TO DO: Exactly the lines from the start of the data through the line containing "Where can the group" should be output, with both ends kept and nothing added.

GIVEN DATA:
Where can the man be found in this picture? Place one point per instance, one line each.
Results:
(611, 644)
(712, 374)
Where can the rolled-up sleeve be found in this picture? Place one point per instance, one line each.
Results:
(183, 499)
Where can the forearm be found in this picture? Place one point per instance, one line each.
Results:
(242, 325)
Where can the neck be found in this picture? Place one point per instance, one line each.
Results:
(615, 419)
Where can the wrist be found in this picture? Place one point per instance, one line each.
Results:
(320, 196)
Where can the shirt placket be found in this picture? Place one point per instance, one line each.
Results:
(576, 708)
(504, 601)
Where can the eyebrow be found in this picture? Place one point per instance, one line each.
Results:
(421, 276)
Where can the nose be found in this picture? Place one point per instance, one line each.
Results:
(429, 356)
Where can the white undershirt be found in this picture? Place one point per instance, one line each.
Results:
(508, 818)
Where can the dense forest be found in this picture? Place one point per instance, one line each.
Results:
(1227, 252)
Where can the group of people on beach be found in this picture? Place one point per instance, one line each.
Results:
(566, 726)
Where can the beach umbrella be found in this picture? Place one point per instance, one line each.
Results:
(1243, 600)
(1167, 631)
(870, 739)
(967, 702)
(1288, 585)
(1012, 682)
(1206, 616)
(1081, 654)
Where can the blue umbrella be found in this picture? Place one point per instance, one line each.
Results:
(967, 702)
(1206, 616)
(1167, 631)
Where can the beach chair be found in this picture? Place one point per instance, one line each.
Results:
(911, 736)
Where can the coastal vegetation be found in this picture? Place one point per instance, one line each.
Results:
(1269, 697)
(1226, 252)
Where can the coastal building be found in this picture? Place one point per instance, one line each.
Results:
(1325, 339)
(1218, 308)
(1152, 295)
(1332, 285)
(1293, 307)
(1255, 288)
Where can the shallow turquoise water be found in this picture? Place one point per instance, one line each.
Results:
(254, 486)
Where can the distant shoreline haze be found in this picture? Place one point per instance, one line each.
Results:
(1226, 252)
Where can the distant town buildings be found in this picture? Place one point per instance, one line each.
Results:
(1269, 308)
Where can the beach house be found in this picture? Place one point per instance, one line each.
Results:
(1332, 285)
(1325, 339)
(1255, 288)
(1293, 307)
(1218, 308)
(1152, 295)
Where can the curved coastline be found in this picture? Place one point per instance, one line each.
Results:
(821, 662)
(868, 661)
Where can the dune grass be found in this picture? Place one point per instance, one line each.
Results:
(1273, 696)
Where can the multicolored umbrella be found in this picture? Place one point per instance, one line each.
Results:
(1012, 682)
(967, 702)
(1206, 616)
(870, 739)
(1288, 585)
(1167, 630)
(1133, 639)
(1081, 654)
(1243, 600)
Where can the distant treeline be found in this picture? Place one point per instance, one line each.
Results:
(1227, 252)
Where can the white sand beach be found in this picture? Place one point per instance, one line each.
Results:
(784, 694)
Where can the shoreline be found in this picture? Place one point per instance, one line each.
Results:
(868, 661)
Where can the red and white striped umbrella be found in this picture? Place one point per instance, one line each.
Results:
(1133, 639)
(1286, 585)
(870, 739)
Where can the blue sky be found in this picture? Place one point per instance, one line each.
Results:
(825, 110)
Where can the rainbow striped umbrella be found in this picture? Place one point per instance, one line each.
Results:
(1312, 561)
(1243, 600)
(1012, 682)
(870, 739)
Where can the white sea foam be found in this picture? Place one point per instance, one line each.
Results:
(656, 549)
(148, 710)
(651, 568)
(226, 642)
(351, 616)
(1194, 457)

COMPLETED TASK:
Where can the man be found in this picture? Place one point per instance, one line each.
Results:
(611, 644)
(712, 374)
Where can the rolled-up sleeve be found in this picture? Place one point per instance, one line each.
Results:
(183, 499)
Where can the forearm be found in this picture? Place one point per instance, one line each.
Results:
(242, 325)
Where can the neck be found in this picture? Place one point per instance, one line each.
Results:
(615, 419)
Where can the wrist be found in this picture? Place one point per instance, one line each.
Results:
(320, 196)
Where can the shirt placket be found in this picture? Place one point per instance, one line each.
Results:
(576, 708)
(504, 601)
Where can the eyebrow be found in this picture? Place one point per instance, one line each.
Results:
(421, 276)
Where can the nose be found in this picture? Place one point per instance, one line each.
Results:
(429, 356)
Where can the white undershirt be found in this picture? Place one point per instance, one line each.
Results:
(508, 818)
Where can the dense forest be found in this picture? Place one point per instance, one line each.
Results:
(1227, 252)
Where can the group of people on beach be found in this picture? Place one point per instance, one line each.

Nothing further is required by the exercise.